— start PASSAGE PROVIDED —
Name	Name	Last commit message	Last commit date
parent directory ..
cmd/xcrawl3r	cmd/xcrawl3r
internal/configuration	internal/configuration
pkg/xcrawl3r	pkg/xcrawl3r
CONTRIBUTING.md	CONTRIBUTING.md
LICENSE	LICENSE
README.md	README.md
go.mod	go.mod
go.sum	go.sum

xcrawl3r

xcrawl3r is a command-line interface (CLI) utility to recursively crawl webpages i.e systematically browse webpages' URLs and follow links to discover linked webpages' URLs.

Resources

Features
Installation
- Install release binaries
- Install source
  - go install ...
  - go build ... the development Version
Usage
Contribution
Licensing

Features

Recursively crawls webpages for URLs.
Parses files for URLs. (.js, .json, .xml, .csv, .txt & .map)
Parses robots.txt for URLs.
Parses sitemaps for URLs.
Customizable Parallelism

Installation

Install release binaries

Visit the releases page and find the appropriate archive for your operating system and architecture. Download the archive from your browser or copy its URL and retrieve it with wget or curl:

...with wget:

 wget https://github.com/hueristiq/xcrawl3r/releases/download/v<version>/xcrawl3r-<version>-linux-amd64.tar.gz

...or, with curl:

 curl -OL https://github.com/hueristiq/xcrawl3r/releases/download/v<version>/xcrawl3r-<version>-linux-amd64.tar.gz

...then, extract the binary:

tar xf xcrawl3r-<version>-linux-amd64.tar.gz

TIP: The above steps, download and extract, can be combined into a single step with this onliner
curl -sL https://github.com/hueristiq/xcrawl3r/releases/download/v<version>/xcrawl3r-<version>-linux-amd64.tar.gz | tar -xzv

NOTE: On Windows systems, you should be able to double-click the zip archive to extract the xcrawl3r executable.
— end PASSAGE PROVIDED —
— start RECORDS SUPPLIED —
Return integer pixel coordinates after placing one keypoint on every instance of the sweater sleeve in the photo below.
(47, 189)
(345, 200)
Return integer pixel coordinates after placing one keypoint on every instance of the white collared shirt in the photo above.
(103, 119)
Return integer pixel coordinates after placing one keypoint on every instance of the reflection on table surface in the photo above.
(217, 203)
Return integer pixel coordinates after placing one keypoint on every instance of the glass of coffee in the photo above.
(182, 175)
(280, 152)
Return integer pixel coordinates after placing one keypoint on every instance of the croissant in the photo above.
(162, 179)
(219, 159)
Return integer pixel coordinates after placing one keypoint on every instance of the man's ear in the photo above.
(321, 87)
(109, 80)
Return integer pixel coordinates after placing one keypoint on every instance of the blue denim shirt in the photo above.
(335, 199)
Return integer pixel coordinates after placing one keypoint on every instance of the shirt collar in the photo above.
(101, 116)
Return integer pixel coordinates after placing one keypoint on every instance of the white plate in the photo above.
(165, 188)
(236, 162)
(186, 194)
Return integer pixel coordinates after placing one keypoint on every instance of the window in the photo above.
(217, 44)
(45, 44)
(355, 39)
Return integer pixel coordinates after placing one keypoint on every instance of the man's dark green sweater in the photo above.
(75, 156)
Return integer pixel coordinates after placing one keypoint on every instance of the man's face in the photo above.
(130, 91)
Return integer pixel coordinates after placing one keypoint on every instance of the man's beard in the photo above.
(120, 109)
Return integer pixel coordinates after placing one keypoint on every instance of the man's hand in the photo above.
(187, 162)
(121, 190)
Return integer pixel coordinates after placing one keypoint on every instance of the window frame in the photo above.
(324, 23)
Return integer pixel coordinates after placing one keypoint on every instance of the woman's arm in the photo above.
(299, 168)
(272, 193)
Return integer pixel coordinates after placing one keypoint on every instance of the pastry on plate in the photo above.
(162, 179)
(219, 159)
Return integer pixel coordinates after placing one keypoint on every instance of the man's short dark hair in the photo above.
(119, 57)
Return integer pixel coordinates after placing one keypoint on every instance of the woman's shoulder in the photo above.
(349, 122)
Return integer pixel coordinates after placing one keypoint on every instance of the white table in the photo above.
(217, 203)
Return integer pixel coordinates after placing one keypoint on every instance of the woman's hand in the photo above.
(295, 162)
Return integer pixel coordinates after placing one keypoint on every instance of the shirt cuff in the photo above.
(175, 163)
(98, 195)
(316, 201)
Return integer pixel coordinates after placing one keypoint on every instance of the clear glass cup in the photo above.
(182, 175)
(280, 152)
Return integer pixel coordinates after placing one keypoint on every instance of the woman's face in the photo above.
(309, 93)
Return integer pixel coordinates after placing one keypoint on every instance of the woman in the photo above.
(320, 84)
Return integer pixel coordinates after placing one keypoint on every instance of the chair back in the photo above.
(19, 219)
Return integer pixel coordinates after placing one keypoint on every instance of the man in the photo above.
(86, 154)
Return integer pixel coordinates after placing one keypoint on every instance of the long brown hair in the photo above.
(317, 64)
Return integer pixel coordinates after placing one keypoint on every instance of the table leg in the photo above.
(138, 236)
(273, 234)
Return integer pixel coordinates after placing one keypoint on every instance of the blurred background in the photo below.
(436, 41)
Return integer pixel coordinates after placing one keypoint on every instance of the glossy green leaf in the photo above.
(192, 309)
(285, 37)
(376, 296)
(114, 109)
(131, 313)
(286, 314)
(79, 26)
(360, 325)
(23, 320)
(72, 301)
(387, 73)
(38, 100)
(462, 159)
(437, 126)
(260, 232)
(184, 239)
— end RECORDS SUPPLIED —
-- REQUIREMENT A --
Which file types does the xcrawl3r README say the tool parses for URLs?
-- REQUIREMENT B --
Carry the xcrawl3r README forward from its last line.

-- EXERCISE ANSWER A --
.js, .json, .xml, .csv, .txt and .map files.

-- EXERCISE ANSWER B --
...move the xcrawl3r binary to somewhere in your PATH. For example, on GNU/Linux and OS X systems:

sudo mv xcrawl3r /usr/local/bin/

NOTE: Windows users can follow How to: Add Tool Locations to the PATH Environment Variable in order to add xcrawl3r to their PATH.

Install source

Before you install from source, you need to make sure that Go is installed on your system. You can install Go by following the official instructions for your operating system. For this, we will assume that Go is already installed.

`go install ...`

go install -v github.com/hueristiq/xcrawl3r/cmd/xcrawl3r@latest

`go build ...` the development Version

Clone the repository

 git clone https://github.com/hueristiq/xcrawl3r.git

Build the utility

 cd xcrawl3r/cmd/xcrawl3r && \
 go build .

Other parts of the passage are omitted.